**Problem details**
Change "serrated green leaf" to "jagged green leaf" in the entries below, and leave everything else unchanged.

(Extracted data entries)

----

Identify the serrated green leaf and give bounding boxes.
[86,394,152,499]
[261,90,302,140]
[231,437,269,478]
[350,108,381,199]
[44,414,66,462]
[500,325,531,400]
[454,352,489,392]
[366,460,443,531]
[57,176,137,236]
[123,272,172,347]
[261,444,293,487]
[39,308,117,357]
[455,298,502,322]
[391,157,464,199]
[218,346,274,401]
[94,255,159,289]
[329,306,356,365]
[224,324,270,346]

----

**Task result**
Identify the jagged green leaf and give bounding boxes.
[86,394,152,499]
[261,90,302,140]
[231,437,269,478]
[350,108,381,199]
[44,414,66,462]
[500,325,531,400]
[454,352,489,392]
[366,460,443,531]
[57,176,137,236]
[123,272,172,347]
[261,444,293,487]
[39,308,117,357]
[455,298,502,322]
[391,157,464,199]
[218,346,274,401]
[94,255,159,289]
[329,306,356,365]
[224,324,270,346]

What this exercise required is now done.